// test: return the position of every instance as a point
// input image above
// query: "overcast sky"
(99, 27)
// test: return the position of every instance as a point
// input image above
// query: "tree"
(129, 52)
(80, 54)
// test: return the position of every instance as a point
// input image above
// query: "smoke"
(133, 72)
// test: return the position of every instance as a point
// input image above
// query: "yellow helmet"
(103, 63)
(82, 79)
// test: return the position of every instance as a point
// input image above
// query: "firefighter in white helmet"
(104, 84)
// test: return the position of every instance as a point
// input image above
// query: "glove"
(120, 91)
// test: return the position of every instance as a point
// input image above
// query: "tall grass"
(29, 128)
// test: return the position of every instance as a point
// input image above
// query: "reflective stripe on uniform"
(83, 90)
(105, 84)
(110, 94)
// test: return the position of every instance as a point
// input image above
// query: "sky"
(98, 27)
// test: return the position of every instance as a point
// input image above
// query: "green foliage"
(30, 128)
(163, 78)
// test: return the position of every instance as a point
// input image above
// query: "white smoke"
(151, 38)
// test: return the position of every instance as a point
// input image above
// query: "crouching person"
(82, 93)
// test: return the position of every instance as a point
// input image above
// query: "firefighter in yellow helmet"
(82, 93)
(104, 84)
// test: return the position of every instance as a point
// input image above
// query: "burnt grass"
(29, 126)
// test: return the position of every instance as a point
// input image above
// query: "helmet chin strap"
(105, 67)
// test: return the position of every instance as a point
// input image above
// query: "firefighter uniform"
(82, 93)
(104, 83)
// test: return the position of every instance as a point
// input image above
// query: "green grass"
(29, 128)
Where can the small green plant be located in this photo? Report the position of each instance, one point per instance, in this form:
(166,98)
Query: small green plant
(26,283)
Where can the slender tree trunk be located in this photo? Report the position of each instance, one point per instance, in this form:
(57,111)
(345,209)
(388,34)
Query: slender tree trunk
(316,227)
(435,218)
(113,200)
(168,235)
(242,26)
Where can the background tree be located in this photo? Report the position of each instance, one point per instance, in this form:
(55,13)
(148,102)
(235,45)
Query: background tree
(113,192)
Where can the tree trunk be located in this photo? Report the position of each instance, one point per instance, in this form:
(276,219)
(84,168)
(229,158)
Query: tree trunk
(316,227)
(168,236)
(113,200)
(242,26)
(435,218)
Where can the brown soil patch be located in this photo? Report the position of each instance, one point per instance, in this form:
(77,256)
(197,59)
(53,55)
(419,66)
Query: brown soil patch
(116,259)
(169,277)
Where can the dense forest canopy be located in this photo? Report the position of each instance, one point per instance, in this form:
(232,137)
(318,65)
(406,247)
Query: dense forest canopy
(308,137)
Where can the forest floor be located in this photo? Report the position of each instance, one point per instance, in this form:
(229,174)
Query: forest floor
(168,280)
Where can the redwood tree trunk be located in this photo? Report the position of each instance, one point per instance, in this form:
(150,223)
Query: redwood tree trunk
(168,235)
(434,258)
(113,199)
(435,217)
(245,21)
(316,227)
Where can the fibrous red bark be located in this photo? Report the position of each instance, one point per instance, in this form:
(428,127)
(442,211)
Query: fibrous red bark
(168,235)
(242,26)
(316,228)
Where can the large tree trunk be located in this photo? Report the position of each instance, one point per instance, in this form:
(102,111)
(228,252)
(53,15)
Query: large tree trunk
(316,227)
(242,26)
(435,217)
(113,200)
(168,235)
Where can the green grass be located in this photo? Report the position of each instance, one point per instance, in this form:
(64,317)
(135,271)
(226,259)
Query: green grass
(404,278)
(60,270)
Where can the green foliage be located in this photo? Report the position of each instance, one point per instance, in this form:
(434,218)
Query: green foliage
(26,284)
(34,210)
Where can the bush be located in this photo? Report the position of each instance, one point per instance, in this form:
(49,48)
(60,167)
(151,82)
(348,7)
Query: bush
##########
Task objective ->
Write out the complete set of records exactly as given.

Solution to this task ->
// test: return the position of every instance as a point
// input image above
// query: "overcast sky"
(99, 27)
// test: return the position of every instance as a point
// input image above
// query: "tree"
(129, 52)
(80, 54)
// test: return the position of every instance as a point
// input image above
// query: "smoke"
(133, 72)
// test: return the position of every instance as a point
// input image above
// query: "yellow helmet"
(103, 63)
(82, 79)
// test: return the position of every instance as a point
// input image above
// query: "firefighter in white helmet"
(104, 84)
// test: return the position of every instance as a point
// input image above
// query: "glove"
(120, 91)
// test: return the position of every instance as a point
// input image above
// query: "tall grass"
(29, 128)
// test: return the position of every instance as a point
// input image above
// query: "reflective stripe on uniform"
(83, 90)
(105, 84)
(110, 94)
// test: return the position of every instance as a point
// input image above
// query: "sky"
(98, 27)
// test: return the position of every instance as a point
// input image above
// query: "green foliage"
(30, 128)
(163, 78)
// test: return the position of every instance as a point
// input image above
// query: "white smoke"
(151, 38)
// test: return the position of every instance as a point
// input image above
// query: "crouching person"
(82, 93)
// test: return the position of every instance as a point
// input image above
// query: "firefighter in yellow helmet"
(82, 93)
(104, 84)
// test: return the position of every instance as a point
// input image above
// query: "burnt grass"
(29, 126)
// test: return the position of every instance as a point
// input image above
// query: "helmet chin strap"
(105, 67)
// test: return the position of every instance as a point
// input image above
// query: "firefighter uniform"
(82, 93)
(104, 83)
// test: return the position of every instance as a point
// input image above
// query: "green grass"
(29, 128)
Where can the small green plant be located in this photo? Report the position of each instance, one point per instance, in this form:
(166,98)
Query: small green plant
(26,283)
Where can the slender tree trunk be located in this photo? Report the position of each instance, one point per instance, in this form:
(57,111)
(345,209)
(388,34)
Query: slender tree trunk
(316,227)
(435,218)
(113,200)
(168,235)
(242,26)
Where can the background tree be located in this photo? Report the position of each instance, one point per instance, in this form:
(55,13)
(148,102)
(235,45)
Query: background tree
(113,192)
Where can the tree trunk be located in this photo? Report the position of each instance, one point per instance, in this form:
(276,219)
(84,168)
(229,158)
Query: tree trunk
(316,227)
(168,236)
(113,200)
(242,26)
(435,218)
Where can the brown soil patch be located in this photo? Report the position of each instance, one point per instance, in this form:
(77,256)
(197,59)
(53,55)
(419,66)
Query: brown soil patch
(116,259)
(169,277)
Where can the dense forest canopy be located in this photo? Report the position of each instance, one point per instance, in this form:
(232,137)
(318,65)
(406,247)
Query: dense forest canopy
(308,137)
Where can the forest floor be located in this photo? Report the position of each instance, one point per instance, in this form:
(229,174)
Query: forest floor
(168,280)
Where can the redwood tree trunk be located in this photo? Report the position of each instance, one point per instance, in this form:
(150,223)
Query: redwood tree trunk
(168,235)
(434,258)
(113,199)
(435,217)
(245,21)
(316,227)
Where can the fibrous red bark be located in this photo? Report the position of each instance, one point per instance, in this form:
(428,127)
(442,211)
Query: fibrous red bark
(168,235)
(242,26)
(316,228)
Where can the large tree trunk be located in this photo? Report the position of each instance, one point per instance, in this form:
(102,111)
(228,252)
(53,15)
Query: large tree trunk
(316,227)
(242,26)
(435,217)
(113,200)
(168,235)
Where can the green grass be located in this photo? Report the position of each instance, one point per instance, in this form:
(64,317)
(135,271)
(226,259)
Query: green grass
(404,278)
(60,270)
Where can the green foliage be located in this photo? Report the position of each instance, one point per instance, in this form:
(434,218)
Query: green foliage
(26,284)
(34,210)
Where can the bush be located in this photo? Report the position of each instance, one point per instance, in this form:
(49,48)
(60,167)
(151,82)
(348,7)
Query: bush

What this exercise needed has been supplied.